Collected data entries
○ ○ ○ ○

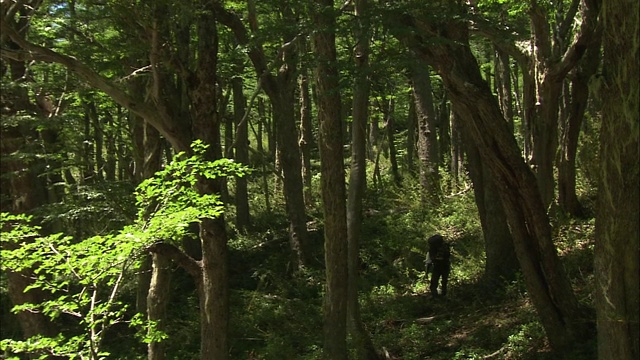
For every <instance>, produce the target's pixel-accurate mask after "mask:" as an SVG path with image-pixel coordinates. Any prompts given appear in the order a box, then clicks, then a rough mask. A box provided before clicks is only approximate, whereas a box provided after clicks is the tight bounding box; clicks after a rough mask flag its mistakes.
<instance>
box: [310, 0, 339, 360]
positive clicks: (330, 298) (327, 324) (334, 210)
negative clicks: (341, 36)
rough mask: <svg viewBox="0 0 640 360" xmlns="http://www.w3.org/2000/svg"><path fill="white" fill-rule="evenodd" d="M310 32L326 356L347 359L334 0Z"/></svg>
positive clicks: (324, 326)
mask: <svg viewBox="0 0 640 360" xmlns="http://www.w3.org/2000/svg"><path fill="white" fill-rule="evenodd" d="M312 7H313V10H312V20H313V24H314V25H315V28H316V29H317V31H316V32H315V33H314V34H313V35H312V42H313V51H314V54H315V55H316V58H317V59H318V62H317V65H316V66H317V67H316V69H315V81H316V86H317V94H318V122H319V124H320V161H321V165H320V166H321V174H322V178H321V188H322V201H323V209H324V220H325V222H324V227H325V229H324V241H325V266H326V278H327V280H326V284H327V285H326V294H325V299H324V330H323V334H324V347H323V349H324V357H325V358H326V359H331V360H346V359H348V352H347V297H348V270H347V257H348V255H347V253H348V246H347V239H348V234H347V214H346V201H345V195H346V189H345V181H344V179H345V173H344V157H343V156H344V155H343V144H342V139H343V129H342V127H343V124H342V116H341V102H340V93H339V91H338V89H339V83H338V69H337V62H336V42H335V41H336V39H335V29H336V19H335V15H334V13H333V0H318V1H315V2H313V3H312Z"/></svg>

○ ○ ○ ○

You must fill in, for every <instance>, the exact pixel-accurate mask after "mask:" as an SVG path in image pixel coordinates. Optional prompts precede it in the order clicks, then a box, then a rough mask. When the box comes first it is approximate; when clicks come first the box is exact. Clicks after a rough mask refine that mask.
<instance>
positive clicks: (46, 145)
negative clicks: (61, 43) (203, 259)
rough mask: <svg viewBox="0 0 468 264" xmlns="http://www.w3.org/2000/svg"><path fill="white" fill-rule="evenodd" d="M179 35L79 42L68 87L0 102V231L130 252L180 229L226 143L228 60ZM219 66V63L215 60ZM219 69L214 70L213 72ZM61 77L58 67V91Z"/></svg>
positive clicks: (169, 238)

○ ○ ○ ○

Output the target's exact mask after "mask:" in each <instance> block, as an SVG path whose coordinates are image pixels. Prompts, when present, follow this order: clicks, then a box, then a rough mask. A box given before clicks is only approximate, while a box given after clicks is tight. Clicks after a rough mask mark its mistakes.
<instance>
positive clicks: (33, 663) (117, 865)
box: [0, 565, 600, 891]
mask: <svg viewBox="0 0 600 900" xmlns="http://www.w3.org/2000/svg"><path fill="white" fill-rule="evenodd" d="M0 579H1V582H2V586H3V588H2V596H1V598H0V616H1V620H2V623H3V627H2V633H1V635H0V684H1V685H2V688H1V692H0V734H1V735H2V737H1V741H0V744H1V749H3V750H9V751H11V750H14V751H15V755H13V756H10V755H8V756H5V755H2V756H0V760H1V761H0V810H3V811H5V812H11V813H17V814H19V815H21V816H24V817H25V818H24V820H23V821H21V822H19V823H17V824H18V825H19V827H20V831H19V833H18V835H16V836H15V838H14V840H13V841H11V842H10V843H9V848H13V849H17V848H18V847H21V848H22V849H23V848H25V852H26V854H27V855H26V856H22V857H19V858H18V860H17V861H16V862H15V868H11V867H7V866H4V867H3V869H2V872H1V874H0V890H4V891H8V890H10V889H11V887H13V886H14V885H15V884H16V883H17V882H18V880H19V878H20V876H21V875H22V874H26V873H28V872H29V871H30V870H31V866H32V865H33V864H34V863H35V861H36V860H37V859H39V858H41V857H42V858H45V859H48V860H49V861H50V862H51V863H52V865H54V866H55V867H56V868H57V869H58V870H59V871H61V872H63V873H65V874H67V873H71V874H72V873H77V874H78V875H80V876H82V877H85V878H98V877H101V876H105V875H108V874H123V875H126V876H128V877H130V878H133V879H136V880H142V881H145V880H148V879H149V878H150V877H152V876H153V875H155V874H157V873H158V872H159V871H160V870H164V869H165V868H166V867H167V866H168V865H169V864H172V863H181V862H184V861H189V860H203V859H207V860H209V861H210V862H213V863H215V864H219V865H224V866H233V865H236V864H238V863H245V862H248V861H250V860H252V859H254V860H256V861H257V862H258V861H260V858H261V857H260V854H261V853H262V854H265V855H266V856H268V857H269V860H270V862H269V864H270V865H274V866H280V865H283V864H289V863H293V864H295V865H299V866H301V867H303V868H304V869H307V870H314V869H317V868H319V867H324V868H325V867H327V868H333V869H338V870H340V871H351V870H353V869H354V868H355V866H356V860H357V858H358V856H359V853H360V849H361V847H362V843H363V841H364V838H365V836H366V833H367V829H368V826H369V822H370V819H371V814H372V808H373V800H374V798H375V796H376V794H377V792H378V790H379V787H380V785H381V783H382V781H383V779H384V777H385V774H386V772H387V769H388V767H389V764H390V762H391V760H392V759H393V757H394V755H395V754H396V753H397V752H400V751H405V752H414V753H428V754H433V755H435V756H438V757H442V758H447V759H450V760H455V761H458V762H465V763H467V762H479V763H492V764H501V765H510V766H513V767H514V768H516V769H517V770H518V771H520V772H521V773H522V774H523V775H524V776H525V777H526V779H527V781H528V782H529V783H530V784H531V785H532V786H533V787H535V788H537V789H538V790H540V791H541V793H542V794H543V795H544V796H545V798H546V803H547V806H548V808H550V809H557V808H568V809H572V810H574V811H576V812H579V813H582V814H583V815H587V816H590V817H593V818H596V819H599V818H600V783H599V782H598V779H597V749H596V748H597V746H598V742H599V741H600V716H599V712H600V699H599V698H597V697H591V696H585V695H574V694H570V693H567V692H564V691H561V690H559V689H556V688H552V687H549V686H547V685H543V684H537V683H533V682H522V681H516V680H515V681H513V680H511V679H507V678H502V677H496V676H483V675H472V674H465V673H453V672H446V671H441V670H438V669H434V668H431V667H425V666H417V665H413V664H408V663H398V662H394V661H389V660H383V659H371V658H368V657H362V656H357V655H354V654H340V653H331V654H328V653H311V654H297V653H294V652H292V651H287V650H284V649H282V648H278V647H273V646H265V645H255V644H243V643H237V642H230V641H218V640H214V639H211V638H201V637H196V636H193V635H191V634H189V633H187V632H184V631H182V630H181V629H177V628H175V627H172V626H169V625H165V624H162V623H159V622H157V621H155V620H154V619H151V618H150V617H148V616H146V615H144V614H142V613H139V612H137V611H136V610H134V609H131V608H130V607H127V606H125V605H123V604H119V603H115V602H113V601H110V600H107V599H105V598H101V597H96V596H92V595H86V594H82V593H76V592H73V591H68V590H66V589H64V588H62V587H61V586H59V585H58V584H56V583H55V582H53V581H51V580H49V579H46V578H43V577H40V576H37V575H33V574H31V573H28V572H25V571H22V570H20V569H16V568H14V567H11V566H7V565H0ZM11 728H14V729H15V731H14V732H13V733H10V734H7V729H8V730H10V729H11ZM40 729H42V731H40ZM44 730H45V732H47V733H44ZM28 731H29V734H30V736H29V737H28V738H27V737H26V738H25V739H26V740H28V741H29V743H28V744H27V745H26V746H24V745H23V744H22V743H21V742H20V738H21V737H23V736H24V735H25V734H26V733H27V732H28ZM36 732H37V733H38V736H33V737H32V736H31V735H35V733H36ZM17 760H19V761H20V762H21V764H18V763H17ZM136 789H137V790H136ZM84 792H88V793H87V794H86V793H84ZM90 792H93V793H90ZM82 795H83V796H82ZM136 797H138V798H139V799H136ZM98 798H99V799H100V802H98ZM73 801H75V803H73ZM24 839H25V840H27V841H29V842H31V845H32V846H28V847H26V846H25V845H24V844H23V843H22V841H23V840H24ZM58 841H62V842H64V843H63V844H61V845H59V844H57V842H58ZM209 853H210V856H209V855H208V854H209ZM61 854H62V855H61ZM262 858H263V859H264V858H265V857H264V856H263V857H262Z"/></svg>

○ ○ ○ ○

= WHAT YOU WILL DO =
Lines containing "negative" in the records above: how many are there? Give only the number.

= WORKED SOLUTION =
2